▶ Short problem: Rewrite the data from the line with "Please drop a marker on the green tree" up to and including the end of the data, swapping "drop a marker" for "place a pin" and changing nothing else. Leave the pictures out of your answer.

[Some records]
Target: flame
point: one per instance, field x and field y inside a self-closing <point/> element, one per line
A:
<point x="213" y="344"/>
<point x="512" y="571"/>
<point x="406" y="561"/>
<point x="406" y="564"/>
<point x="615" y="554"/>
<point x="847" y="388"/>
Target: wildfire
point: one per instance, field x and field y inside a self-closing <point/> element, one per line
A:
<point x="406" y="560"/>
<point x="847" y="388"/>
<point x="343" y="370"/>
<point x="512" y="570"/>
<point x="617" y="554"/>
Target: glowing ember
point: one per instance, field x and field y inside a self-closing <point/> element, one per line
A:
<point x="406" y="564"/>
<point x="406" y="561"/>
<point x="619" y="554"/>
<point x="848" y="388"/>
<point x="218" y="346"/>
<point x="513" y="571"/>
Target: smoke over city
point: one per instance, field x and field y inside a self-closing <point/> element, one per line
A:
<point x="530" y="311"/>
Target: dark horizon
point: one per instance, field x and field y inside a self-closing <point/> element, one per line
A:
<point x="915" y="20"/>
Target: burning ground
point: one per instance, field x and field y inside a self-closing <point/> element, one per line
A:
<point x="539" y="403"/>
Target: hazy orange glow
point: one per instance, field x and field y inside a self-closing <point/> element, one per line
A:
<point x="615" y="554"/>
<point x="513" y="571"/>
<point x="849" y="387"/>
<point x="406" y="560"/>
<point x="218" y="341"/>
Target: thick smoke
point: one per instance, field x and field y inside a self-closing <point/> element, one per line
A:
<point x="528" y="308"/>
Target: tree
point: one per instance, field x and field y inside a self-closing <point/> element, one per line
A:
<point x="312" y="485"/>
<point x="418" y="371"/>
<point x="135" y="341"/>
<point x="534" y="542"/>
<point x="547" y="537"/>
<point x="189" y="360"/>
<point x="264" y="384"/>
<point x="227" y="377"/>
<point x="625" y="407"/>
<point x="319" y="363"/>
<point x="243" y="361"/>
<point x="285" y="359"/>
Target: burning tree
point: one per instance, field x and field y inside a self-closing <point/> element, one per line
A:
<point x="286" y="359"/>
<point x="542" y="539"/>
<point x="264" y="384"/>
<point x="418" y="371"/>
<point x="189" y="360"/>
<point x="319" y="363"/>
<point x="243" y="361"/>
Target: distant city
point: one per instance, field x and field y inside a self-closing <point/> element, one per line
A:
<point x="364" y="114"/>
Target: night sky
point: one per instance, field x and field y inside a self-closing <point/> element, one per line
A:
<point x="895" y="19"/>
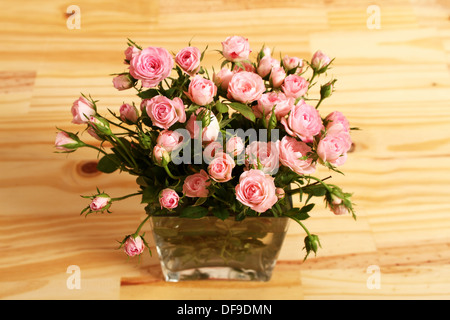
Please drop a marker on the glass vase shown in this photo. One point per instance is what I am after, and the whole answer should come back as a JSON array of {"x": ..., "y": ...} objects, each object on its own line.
[{"x": 211, "y": 248}]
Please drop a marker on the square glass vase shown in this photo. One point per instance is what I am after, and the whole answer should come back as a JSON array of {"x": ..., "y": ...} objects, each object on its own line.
[{"x": 211, "y": 248}]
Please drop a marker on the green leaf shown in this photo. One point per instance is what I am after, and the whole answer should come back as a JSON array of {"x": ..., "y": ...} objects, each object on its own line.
[
  {"x": 194, "y": 212},
  {"x": 148, "y": 94},
  {"x": 315, "y": 190},
  {"x": 109, "y": 163},
  {"x": 150, "y": 194},
  {"x": 300, "y": 213},
  {"x": 221, "y": 213},
  {"x": 243, "y": 109}
]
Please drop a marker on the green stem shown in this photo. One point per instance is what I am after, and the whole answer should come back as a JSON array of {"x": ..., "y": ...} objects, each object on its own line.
[
  {"x": 94, "y": 147},
  {"x": 126, "y": 151},
  {"x": 301, "y": 224},
  {"x": 312, "y": 78},
  {"x": 170, "y": 173},
  {"x": 120, "y": 126},
  {"x": 318, "y": 104},
  {"x": 215, "y": 197},
  {"x": 321, "y": 182},
  {"x": 127, "y": 196},
  {"x": 140, "y": 227},
  {"x": 121, "y": 153}
]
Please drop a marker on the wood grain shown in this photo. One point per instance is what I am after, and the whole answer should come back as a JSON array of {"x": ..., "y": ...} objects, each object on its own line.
[{"x": 393, "y": 82}]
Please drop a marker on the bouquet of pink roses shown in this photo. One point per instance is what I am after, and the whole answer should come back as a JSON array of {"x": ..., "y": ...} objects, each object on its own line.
[{"x": 238, "y": 143}]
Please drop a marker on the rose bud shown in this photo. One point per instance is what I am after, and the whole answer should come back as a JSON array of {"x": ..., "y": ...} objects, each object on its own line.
[
  {"x": 294, "y": 86},
  {"x": 189, "y": 60},
  {"x": 280, "y": 193},
  {"x": 123, "y": 82},
  {"x": 100, "y": 203},
  {"x": 292, "y": 63},
  {"x": 161, "y": 156},
  {"x": 151, "y": 65},
  {"x": 93, "y": 134},
  {"x": 67, "y": 142},
  {"x": 221, "y": 167},
  {"x": 168, "y": 198},
  {"x": 211, "y": 150},
  {"x": 236, "y": 48},
  {"x": 130, "y": 53},
  {"x": 82, "y": 109},
  {"x": 277, "y": 76},
  {"x": 222, "y": 78},
  {"x": 134, "y": 246},
  {"x": 201, "y": 91},
  {"x": 320, "y": 62},
  {"x": 266, "y": 64},
  {"x": 128, "y": 113}
]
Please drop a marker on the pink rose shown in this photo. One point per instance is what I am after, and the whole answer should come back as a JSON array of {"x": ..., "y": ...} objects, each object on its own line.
[
  {"x": 168, "y": 198},
  {"x": 320, "y": 61},
  {"x": 93, "y": 134},
  {"x": 277, "y": 76},
  {"x": 333, "y": 147},
  {"x": 246, "y": 87},
  {"x": 280, "y": 193},
  {"x": 201, "y": 91},
  {"x": 304, "y": 121},
  {"x": 272, "y": 99},
  {"x": 256, "y": 190},
  {"x": 64, "y": 142},
  {"x": 134, "y": 246},
  {"x": 247, "y": 67},
  {"x": 82, "y": 109},
  {"x": 339, "y": 209},
  {"x": 336, "y": 121},
  {"x": 122, "y": 82},
  {"x": 130, "y": 52},
  {"x": 151, "y": 66},
  {"x": 169, "y": 140},
  {"x": 294, "y": 86},
  {"x": 266, "y": 64},
  {"x": 292, "y": 62},
  {"x": 189, "y": 60},
  {"x": 291, "y": 153},
  {"x": 196, "y": 185},
  {"x": 128, "y": 113},
  {"x": 209, "y": 133},
  {"x": 211, "y": 150},
  {"x": 235, "y": 146},
  {"x": 222, "y": 78},
  {"x": 100, "y": 202},
  {"x": 236, "y": 48},
  {"x": 160, "y": 156},
  {"x": 221, "y": 167},
  {"x": 262, "y": 155},
  {"x": 165, "y": 112}
]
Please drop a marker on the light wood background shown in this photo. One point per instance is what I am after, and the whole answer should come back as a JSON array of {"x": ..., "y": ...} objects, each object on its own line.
[{"x": 393, "y": 82}]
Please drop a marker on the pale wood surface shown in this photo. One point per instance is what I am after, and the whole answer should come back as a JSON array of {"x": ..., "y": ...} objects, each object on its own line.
[{"x": 393, "y": 82}]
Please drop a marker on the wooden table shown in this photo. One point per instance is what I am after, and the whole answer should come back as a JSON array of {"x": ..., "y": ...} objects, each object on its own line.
[{"x": 393, "y": 82}]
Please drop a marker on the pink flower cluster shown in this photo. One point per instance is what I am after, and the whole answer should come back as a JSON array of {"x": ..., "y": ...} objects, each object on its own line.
[{"x": 265, "y": 94}]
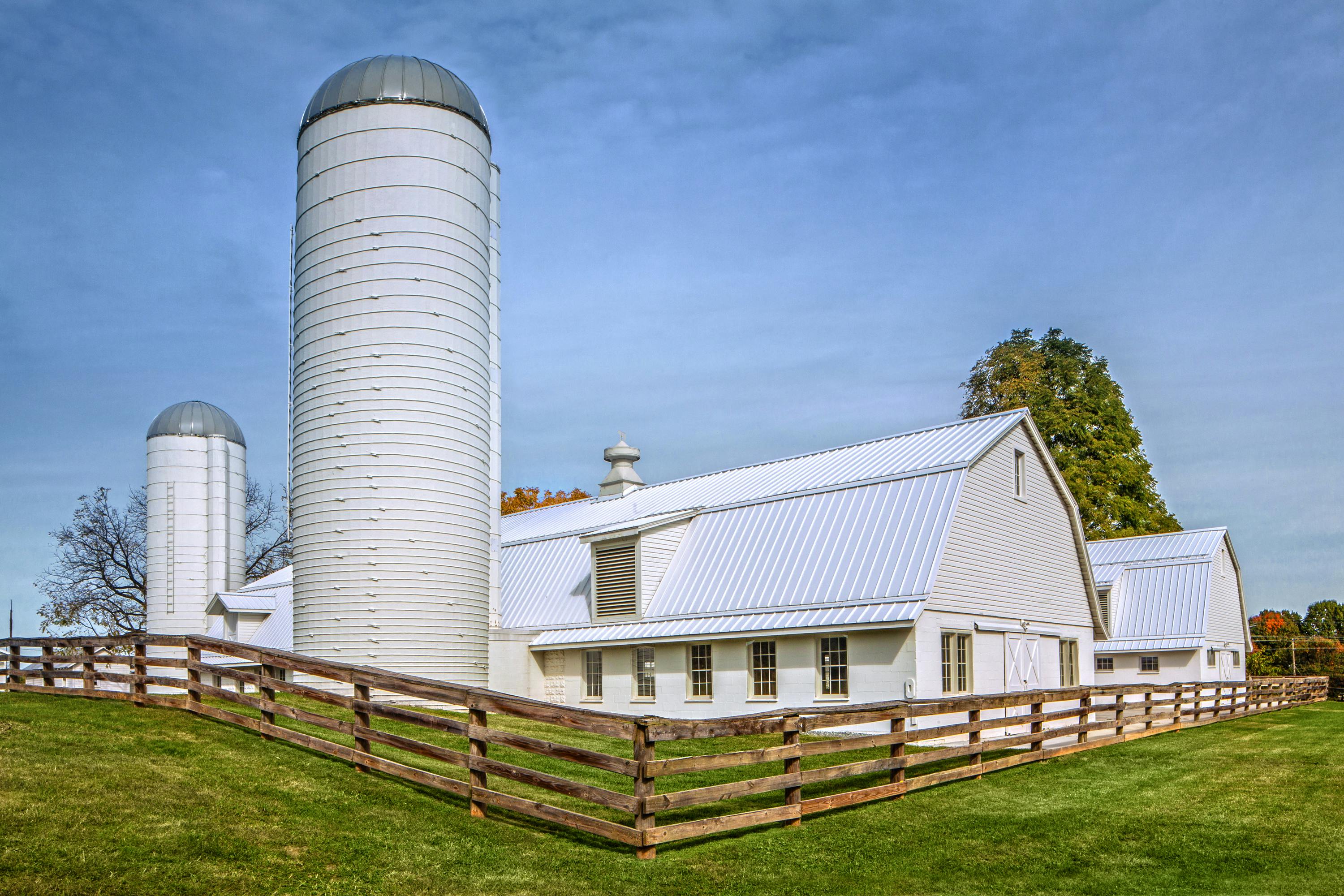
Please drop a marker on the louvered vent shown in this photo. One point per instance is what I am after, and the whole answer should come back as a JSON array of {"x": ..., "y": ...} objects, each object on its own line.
[{"x": 613, "y": 585}]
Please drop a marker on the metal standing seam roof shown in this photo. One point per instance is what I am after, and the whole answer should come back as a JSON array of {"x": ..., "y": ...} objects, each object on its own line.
[
  {"x": 866, "y": 543},
  {"x": 1168, "y": 546},
  {"x": 949, "y": 447},
  {"x": 892, "y": 612},
  {"x": 195, "y": 418},
  {"x": 394, "y": 80},
  {"x": 276, "y": 632}
]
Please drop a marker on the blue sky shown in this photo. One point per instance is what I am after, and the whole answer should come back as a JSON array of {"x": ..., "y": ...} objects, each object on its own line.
[{"x": 736, "y": 232}]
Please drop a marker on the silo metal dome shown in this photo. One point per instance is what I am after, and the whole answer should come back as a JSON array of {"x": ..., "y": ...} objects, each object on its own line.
[
  {"x": 394, "y": 80},
  {"x": 195, "y": 418}
]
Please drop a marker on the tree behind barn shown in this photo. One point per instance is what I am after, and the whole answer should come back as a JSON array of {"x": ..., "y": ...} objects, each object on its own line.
[
  {"x": 1081, "y": 413},
  {"x": 529, "y": 497},
  {"x": 97, "y": 582}
]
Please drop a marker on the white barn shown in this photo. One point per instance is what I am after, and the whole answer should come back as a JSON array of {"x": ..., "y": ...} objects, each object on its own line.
[
  {"x": 943, "y": 560},
  {"x": 1175, "y": 607}
]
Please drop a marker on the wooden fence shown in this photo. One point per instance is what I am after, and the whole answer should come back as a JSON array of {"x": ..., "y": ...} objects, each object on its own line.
[{"x": 918, "y": 743}]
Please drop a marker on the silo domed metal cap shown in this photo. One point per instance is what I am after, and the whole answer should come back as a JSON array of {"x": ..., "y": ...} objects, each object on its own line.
[
  {"x": 394, "y": 80},
  {"x": 195, "y": 418}
]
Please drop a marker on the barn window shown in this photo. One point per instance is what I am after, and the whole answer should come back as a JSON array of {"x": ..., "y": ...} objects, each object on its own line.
[
  {"x": 835, "y": 667},
  {"x": 1068, "y": 663},
  {"x": 956, "y": 663},
  {"x": 593, "y": 675},
  {"x": 644, "y": 685},
  {"x": 615, "y": 591},
  {"x": 1019, "y": 474},
  {"x": 764, "y": 669},
  {"x": 702, "y": 672}
]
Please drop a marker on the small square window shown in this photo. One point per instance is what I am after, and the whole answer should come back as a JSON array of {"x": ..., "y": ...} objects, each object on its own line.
[
  {"x": 644, "y": 681},
  {"x": 835, "y": 667},
  {"x": 702, "y": 672},
  {"x": 593, "y": 675},
  {"x": 956, "y": 663},
  {"x": 1068, "y": 663},
  {"x": 764, "y": 669}
]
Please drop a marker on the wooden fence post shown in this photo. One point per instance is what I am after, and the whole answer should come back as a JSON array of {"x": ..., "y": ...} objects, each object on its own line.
[
  {"x": 139, "y": 687},
  {"x": 89, "y": 671},
  {"x": 47, "y": 668},
  {"x": 898, "y": 750},
  {"x": 978, "y": 757},
  {"x": 15, "y": 665},
  {"x": 643, "y": 789},
  {"x": 365, "y": 720},
  {"x": 478, "y": 750},
  {"x": 792, "y": 766},
  {"x": 269, "y": 694},
  {"x": 193, "y": 675}
]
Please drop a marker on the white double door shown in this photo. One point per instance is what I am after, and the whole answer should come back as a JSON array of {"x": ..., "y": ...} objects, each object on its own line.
[
  {"x": 1022, "y": 661},
  {"x": 1022, "y": 671}
]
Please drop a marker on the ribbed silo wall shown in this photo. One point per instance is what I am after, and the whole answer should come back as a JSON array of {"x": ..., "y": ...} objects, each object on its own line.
[
  {"x": 195, "y": 491},
  {"x": 392, "y": 392}
]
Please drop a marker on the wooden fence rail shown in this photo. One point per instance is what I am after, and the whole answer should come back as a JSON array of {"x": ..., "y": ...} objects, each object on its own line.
[{"x": 914, "y": 743}]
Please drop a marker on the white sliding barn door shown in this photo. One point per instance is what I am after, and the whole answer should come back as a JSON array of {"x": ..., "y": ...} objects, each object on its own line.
[{"x": 1022, "y": 663}]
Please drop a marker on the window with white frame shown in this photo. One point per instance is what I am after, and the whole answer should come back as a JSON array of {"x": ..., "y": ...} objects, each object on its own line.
[
  {"x": 644, "y": 685},
  {"x": 592, "y": 675},
  {"x": 764, "y": 669},
  {"x": 835, "y": 667},
  {"x": 701, "y": 669},
  {"x": 1068, "y": 663},
  {"x": 956, "y": 661}
]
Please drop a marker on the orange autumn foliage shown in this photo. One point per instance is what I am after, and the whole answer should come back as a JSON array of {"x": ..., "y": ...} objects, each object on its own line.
[{"x": 526, "y": 499}]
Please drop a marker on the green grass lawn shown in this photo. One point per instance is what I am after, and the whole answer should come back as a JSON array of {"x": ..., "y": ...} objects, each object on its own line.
[{"x": 103, "y": 797}]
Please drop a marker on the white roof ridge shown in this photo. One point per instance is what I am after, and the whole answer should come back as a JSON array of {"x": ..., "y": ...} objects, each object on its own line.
[
  {"x": 636, "y": 492},
  {"x": 1156, "y": 535}
]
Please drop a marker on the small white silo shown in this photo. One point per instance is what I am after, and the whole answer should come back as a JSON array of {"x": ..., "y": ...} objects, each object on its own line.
[
  {"x": 394, "y": 431},
  {"x": 195, "y": 515}
]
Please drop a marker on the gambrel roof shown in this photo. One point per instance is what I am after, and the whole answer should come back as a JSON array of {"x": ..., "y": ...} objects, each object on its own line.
[
  {"x": 1160, "y": 587},
  {"x": 832, "y": 538}
]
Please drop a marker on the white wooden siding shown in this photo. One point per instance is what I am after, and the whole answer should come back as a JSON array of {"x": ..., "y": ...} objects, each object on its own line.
[
  {"x": 658, "y": 547},
  {"x": 1011, "y": 558},
  {"x": 1225, "y": 601}
]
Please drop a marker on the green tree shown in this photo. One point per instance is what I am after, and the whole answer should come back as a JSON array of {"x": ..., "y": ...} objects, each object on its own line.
[
  {"x": 1081, "y": 413},
  {"x": 1324, "y": 618}
]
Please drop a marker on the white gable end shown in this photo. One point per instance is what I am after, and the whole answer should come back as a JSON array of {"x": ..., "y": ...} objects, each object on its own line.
[{"x": 1012, "y": 556}]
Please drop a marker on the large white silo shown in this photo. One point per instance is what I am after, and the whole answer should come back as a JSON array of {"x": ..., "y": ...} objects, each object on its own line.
[
  {"x": 396, "y": 359},
  {"x": 195, "y": 515}
]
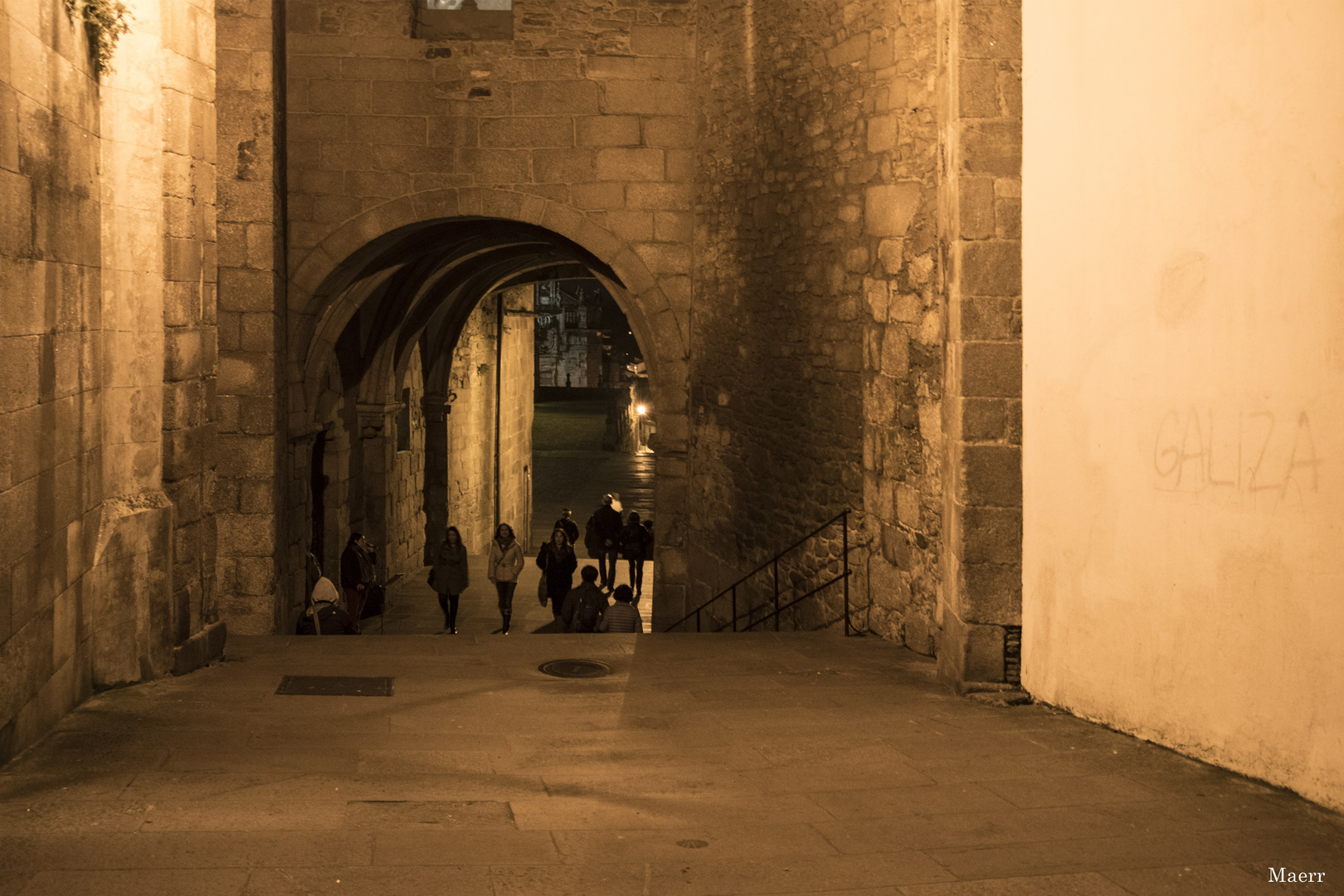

▶ Full response:
Please place a pin on the green tree shown in this photo. One point per instance is what I am after, and the whole answer should come back as a JSON array of {"x": ..., "y": ...} objects, each object on its own line.
[
  {"x": 1081, "y": 413},
  {"x": 1324, "y": 618}
]
Please place a pin on the white gable end shown in this photo. One point per instance is what I am after, and the whole answer should come back as a JSON array of {"x": ..., "y": ...} objects, each object on its own line.
[{"x": 1012, "y": 556}]
Please place a pin on the large white silo shown in this photo. One point per instance is what I am after, and the whole answer should come back as a JSON array of {"x": ..., "y": ...} objects, each object on its own line.
[
  {"x": 396, "y": 359},
  {"x": 195, "y": 515}
]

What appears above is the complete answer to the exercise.